> **GOALS**
(A) According to the article on Austrian skiing, how many fourth places did the Austrian men have in Vancouver?
(B) Repeat the passage of the Austrian skiing article from "Hirscher, who has" up to and including "four fourth places.".
(C) Write the next part of the Austrian skiing article, picking up after its final sentence.

> **TEXT SECTION**
☆ ☆ ☆ ☆ ☆ ☆ ☆

A technician gestures before the opening ceremony of the 126th IOC session in Sochi, February 4, 2014. REUTERS/Eric Gaillard
A technician gestures before the opening ceremony of the 126th IOC session in Sochi, February 4, 2014. REUTERS/Eric Gaillard

By Alan Baldwin

ROSA KHUTOR, Russia (Reuters) - Austrian skiing officials have shrugged off the pain of Olympic failure since the last Winter Games and they are hoping Sochi will also help the media forget the nightmare of Vancouver.

"For us it's forgotten. For some press people, not," Austrian ski federation sport director Hans Pum told Reuters on Tuesday with a laugh as he surveyed the athletes' village in the mountains.

In Whistler, where the Alpine skiing was held at the 2010 Vancouver Games, the sport's most dominant nation came and went without a single men's medal for the first time since 1936.

The shock was palpable, with a string of Austrian favorites coming tantalizingly close to the podium. It was short-lived, for victories came again soon enough on the World Cup circuit and at world championships.

Even so, the Austrian men failed to win a medal in the speed disciplines at last year's world championships on home snow in Schladming, with Marcel Hirscher coming to the rescue in the technical disciplines with two golds and a silver.

Hirscher, who has won two overall World Cups since Vancouver, will again be the main man in the team but other young skiers have come on strong.

"In Vancouver on the men's side we were not so lucky," said Pum. "We had four fourth places.

"But we have a strong team here. We have had in all disciplines, Alpine and also the others - Nordic combined and biathlon - a victory this season. We never had it before. I think we are the only nation that has in all disciplines the victory. Snowboard also. We have a strong team."

☆ ☆ ☆ ☆ ☆ ☆ ☆

[Items from a data source]

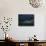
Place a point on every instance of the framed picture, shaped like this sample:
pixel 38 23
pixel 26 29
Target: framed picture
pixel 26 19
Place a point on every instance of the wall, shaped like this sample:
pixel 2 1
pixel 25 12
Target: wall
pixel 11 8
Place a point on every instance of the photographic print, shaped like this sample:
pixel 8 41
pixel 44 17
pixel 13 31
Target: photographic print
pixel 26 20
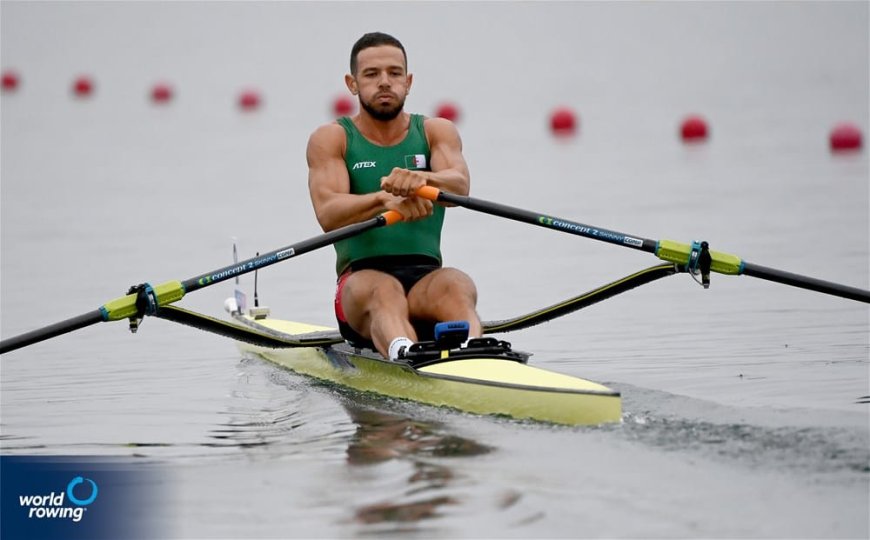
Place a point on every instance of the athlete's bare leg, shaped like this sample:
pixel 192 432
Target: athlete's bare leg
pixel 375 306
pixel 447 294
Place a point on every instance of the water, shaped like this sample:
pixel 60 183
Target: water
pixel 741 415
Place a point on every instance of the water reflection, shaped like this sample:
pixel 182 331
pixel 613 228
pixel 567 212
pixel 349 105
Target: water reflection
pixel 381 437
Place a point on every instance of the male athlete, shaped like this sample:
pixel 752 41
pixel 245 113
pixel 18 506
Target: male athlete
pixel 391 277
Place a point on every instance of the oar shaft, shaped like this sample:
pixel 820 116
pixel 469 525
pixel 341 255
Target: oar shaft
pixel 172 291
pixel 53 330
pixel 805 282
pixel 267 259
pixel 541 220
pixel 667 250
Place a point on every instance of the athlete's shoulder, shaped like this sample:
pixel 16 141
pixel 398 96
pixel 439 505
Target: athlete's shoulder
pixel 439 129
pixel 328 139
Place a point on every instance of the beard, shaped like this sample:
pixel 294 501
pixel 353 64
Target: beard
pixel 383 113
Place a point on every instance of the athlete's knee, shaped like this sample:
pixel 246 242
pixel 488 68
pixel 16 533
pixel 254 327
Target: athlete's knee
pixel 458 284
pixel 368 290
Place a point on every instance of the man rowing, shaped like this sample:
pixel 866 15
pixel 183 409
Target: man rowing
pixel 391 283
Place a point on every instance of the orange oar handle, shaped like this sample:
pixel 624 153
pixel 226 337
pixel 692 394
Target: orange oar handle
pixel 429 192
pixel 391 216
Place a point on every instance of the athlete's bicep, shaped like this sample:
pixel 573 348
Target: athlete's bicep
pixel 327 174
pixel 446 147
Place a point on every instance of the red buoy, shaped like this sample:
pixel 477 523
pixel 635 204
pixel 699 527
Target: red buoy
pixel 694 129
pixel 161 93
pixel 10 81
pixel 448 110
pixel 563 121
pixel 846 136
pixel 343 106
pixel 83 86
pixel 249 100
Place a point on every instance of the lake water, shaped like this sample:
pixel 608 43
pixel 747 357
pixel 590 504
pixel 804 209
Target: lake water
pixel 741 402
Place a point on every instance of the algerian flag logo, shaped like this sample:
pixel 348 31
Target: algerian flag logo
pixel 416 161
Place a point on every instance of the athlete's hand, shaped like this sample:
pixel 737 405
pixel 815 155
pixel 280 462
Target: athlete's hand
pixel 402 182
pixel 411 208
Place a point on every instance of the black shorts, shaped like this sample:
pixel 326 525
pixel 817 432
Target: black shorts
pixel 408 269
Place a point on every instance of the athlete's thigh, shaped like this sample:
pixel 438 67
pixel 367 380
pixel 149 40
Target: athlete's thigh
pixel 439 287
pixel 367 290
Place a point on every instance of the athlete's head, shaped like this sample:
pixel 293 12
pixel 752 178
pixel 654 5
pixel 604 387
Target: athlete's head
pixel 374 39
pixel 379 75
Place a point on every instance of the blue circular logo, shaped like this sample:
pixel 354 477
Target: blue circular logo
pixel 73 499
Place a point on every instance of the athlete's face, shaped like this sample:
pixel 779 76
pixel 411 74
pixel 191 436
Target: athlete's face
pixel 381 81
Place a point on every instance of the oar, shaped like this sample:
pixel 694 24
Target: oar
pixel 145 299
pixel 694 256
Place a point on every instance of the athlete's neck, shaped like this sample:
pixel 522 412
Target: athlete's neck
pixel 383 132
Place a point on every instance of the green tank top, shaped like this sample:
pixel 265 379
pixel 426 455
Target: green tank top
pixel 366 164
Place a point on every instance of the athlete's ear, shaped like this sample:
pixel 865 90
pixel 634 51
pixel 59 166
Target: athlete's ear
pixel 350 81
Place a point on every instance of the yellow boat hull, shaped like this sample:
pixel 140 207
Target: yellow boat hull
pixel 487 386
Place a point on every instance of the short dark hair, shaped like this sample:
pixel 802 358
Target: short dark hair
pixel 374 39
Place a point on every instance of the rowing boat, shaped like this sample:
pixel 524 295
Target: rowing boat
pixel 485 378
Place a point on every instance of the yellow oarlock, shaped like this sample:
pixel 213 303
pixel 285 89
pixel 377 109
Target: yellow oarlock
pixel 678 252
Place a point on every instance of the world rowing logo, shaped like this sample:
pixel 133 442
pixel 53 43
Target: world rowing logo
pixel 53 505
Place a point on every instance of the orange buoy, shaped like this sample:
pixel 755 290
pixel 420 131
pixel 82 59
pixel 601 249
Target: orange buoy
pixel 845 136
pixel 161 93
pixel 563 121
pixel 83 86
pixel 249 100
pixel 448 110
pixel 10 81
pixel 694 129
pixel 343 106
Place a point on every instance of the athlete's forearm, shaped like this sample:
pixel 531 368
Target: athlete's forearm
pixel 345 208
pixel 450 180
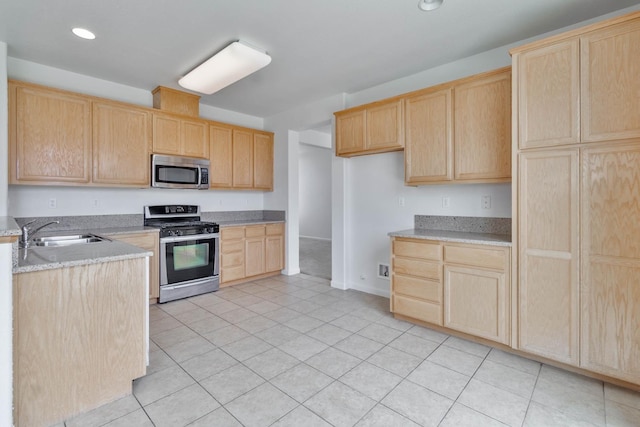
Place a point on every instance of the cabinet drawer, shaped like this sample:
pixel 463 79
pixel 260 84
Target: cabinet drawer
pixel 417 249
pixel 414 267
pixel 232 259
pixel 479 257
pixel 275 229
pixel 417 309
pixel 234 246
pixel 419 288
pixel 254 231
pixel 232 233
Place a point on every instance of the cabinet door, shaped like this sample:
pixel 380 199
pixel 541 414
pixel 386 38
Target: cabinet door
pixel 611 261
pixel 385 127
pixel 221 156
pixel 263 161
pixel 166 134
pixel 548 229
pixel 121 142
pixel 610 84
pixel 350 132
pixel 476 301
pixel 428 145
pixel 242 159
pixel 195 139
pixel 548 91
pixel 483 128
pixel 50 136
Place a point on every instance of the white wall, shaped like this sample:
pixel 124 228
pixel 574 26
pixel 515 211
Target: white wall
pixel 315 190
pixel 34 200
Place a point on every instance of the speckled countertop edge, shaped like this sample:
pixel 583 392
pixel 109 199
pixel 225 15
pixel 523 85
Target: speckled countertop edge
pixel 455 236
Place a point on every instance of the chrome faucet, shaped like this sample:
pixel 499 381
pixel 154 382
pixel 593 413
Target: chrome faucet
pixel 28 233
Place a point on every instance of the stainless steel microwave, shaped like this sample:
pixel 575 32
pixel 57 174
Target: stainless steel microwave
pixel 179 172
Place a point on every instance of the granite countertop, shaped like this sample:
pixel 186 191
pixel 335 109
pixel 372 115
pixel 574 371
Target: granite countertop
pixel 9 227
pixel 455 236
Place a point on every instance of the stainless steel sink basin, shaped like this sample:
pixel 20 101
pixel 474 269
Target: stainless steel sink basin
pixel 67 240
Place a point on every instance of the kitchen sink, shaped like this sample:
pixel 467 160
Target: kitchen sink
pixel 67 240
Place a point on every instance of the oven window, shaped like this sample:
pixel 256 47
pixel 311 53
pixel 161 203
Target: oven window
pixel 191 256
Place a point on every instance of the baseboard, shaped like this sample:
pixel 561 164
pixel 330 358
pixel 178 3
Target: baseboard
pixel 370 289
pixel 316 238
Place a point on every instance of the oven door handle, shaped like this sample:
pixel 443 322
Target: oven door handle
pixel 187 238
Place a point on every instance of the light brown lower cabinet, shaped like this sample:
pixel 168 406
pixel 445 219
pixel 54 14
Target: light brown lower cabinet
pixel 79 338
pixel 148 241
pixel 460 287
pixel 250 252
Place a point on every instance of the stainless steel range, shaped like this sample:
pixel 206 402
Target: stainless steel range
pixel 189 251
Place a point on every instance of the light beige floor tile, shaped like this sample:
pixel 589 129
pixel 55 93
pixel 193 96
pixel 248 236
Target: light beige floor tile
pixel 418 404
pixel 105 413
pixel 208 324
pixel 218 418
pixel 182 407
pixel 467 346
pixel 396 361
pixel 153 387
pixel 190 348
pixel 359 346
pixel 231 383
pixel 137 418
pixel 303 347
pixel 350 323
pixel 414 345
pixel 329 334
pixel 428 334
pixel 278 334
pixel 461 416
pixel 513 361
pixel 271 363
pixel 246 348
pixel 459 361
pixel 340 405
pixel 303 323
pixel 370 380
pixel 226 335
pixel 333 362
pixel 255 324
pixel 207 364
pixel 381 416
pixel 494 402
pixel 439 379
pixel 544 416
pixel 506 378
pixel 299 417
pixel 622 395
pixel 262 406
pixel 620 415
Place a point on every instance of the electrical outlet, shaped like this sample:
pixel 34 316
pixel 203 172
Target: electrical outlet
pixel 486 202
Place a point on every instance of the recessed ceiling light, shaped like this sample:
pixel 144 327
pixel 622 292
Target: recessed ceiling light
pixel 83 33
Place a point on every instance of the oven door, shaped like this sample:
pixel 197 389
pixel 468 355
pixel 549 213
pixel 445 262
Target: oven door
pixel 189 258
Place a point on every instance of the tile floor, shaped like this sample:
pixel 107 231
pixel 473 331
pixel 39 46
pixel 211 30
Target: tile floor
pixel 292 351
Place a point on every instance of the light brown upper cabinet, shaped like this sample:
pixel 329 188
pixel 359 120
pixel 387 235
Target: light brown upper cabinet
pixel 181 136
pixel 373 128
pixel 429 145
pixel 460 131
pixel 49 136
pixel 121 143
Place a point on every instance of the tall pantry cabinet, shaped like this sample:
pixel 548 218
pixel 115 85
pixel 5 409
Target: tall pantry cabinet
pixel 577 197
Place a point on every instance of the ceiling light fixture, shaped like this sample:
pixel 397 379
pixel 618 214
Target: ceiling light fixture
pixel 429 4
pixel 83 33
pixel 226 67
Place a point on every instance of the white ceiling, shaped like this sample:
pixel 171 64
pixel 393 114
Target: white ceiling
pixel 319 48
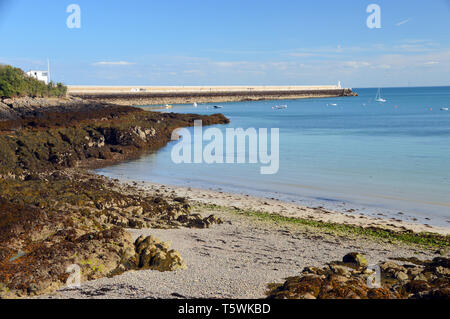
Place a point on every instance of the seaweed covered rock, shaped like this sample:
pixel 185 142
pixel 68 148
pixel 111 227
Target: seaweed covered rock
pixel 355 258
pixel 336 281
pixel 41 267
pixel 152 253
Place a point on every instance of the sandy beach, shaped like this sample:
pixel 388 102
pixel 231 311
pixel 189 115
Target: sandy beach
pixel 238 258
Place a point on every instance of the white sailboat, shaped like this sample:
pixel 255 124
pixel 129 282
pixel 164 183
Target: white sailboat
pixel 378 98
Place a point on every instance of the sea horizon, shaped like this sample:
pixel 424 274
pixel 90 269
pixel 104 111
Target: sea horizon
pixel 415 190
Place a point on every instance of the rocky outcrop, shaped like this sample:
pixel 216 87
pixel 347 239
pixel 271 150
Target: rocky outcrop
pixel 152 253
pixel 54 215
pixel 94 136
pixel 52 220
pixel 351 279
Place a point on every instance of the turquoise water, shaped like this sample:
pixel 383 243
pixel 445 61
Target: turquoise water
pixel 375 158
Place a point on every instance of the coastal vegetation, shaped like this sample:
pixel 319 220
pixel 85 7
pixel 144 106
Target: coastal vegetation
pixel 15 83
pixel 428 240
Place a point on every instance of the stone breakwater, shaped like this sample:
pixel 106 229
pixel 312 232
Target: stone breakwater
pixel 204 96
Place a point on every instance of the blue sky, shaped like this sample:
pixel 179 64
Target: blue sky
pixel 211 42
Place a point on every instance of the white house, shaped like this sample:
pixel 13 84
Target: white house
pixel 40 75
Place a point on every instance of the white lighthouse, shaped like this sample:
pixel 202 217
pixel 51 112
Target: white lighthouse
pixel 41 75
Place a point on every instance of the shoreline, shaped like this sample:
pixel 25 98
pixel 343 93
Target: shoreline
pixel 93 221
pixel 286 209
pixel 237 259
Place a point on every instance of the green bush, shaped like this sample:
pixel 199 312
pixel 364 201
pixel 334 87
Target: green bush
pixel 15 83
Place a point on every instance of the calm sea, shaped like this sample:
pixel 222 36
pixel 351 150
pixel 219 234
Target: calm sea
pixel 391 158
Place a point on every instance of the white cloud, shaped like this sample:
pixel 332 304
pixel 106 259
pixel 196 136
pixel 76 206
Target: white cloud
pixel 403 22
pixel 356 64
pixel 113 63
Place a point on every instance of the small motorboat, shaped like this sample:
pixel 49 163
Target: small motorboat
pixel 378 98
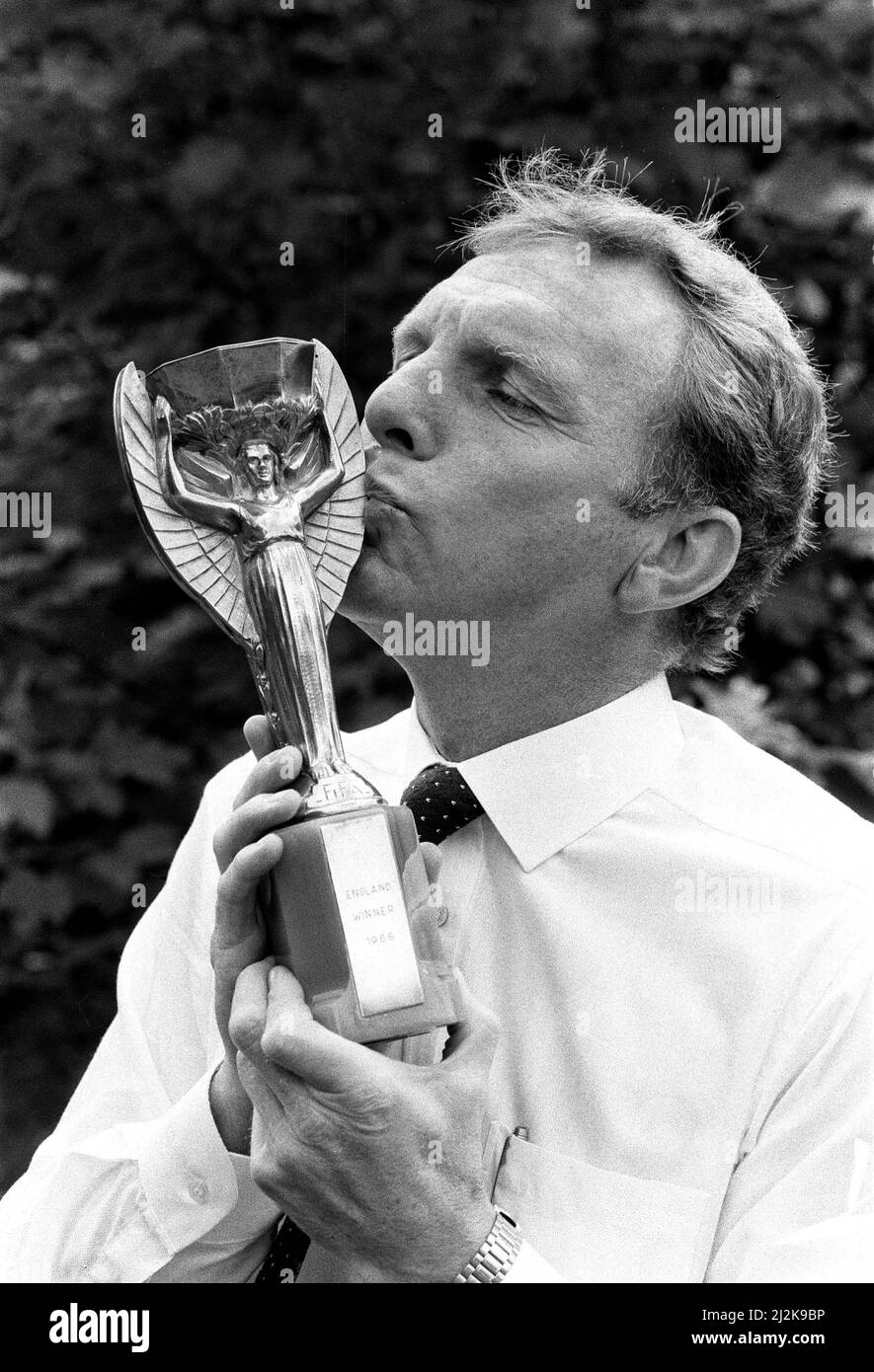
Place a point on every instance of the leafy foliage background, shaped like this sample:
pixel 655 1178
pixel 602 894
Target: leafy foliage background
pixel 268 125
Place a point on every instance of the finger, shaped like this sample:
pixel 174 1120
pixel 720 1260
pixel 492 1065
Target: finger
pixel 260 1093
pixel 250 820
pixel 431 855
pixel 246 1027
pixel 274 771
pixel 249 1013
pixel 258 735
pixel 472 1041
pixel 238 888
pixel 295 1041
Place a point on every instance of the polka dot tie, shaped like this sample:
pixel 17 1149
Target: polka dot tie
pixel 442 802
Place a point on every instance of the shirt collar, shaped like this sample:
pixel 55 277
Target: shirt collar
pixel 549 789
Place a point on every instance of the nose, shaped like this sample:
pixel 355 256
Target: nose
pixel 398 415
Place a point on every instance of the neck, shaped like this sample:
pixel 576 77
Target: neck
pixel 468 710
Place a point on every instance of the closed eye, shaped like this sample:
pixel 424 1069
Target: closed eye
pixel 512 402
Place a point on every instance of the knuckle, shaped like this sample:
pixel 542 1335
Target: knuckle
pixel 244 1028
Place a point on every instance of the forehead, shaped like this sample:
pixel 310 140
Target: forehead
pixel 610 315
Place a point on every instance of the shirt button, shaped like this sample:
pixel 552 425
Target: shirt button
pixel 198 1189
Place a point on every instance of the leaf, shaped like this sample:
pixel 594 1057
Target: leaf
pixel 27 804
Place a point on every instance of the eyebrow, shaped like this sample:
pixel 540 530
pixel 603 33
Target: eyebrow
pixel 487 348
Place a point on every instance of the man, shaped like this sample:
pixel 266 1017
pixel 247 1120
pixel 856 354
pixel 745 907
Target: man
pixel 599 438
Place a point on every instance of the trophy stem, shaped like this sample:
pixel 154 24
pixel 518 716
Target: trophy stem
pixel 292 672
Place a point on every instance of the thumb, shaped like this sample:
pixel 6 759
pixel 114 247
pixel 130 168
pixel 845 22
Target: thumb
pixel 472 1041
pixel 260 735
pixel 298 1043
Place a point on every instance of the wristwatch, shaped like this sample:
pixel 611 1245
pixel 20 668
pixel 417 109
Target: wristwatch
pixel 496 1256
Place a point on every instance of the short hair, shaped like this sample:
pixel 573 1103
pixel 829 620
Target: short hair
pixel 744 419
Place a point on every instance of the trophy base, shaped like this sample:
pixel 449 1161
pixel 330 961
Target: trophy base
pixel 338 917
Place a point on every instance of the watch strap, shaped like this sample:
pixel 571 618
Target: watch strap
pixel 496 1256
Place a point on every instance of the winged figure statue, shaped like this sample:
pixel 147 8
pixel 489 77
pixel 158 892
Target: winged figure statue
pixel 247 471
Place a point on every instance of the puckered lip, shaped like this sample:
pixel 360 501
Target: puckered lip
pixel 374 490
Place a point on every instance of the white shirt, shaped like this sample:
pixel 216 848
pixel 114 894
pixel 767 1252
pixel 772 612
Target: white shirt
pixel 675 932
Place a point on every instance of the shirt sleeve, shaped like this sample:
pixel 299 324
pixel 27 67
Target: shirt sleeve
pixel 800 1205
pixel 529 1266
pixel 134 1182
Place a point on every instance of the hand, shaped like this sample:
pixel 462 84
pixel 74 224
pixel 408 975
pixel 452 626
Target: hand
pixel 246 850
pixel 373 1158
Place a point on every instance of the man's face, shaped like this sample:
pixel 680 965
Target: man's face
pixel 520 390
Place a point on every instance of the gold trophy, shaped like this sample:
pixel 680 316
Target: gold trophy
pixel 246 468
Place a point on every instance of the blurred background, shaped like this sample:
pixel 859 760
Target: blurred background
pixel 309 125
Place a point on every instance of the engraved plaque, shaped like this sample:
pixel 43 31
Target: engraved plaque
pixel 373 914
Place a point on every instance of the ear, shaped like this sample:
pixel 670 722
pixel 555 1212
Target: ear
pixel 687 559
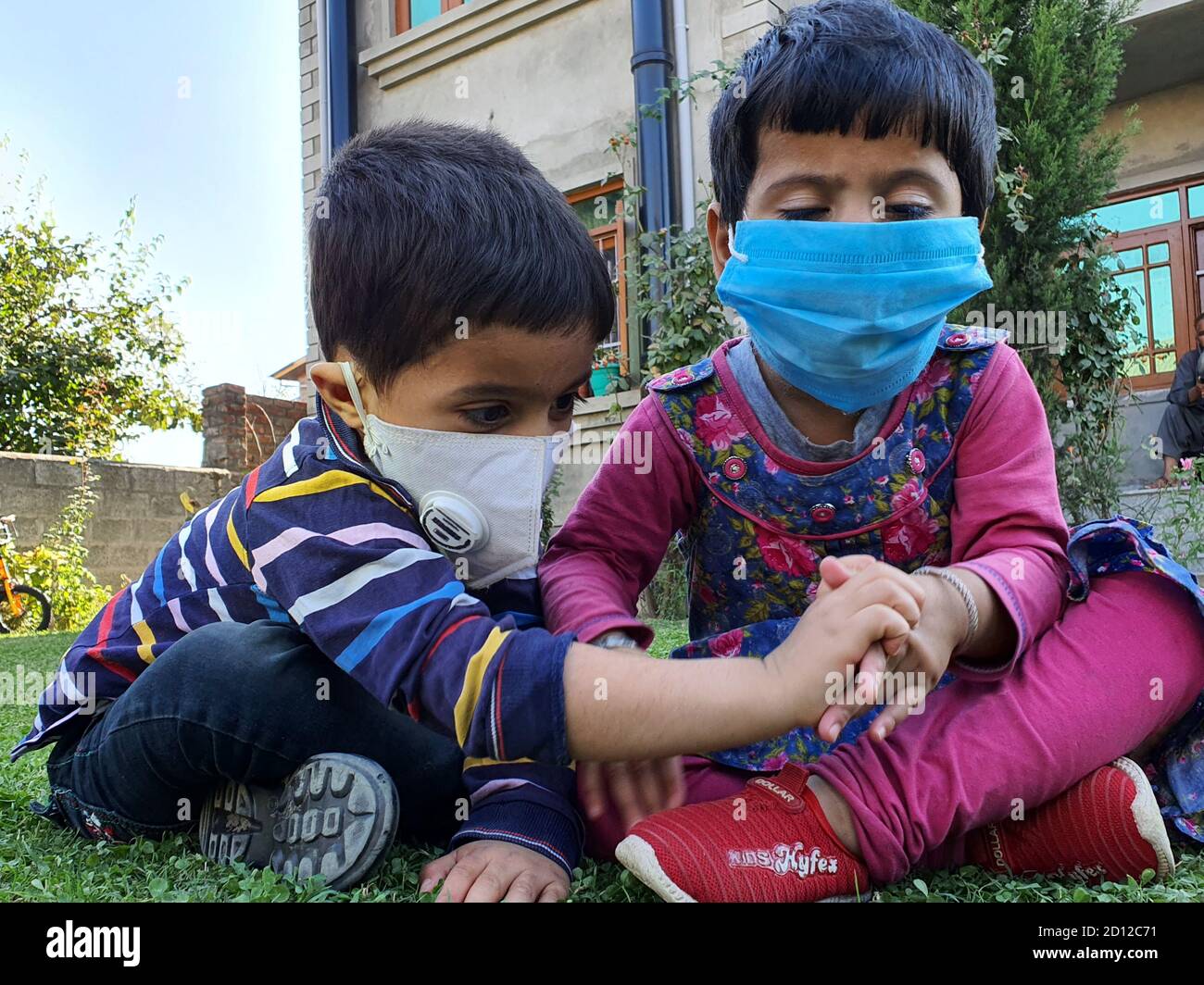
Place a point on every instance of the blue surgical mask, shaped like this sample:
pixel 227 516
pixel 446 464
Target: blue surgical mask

☆ ☆ ☆ ☆ ☆ ☆ ☆

> **RESPONSES IN ORDER**
(A) Four.

(B)
Hirscher, who has won two overall World Cups since Vancouver, will again be the main man in the team but other young skiers have come on strong.

"In Vancouver on the men's side we were not so lucky," said Pum. "We had four fourth places.

(C)
He mentioned Max Franz and Matthias Mayer among the younger Alpine contenders in a team that includes double slalom world champion Mario Matt and 2006 double gold medalist Benjamin Raich.

The men's team would have been even stronger had Hannes Reichelt, strong in both downhill and giant slalom, not been ruled out with a spinal disc injury only two days after he won in Kitzbuehel in January.

That pain is particularly strong given that it is in the glamorous speed disciplines where the Austrian men have suffered most in recent years.

The last to win the Olympic downhill was Fritz Strobl in 2002, and before him Patrick Ortlieb in 1992.

"It's very bad Reichelt is not here," said Pum. "But that's life. We have a young team, we will do our best. We have a good mix."

Pum declined to set any target, however, even if he expected the downhill to be a real test.

"We hope we make a lot (of medals)," he smiled. "Some of the very good athletes have a lot of pressure to win the medal as favorites. So maybe one of the young and not so successful athletes can win a medal at the Olympics, with no pressure."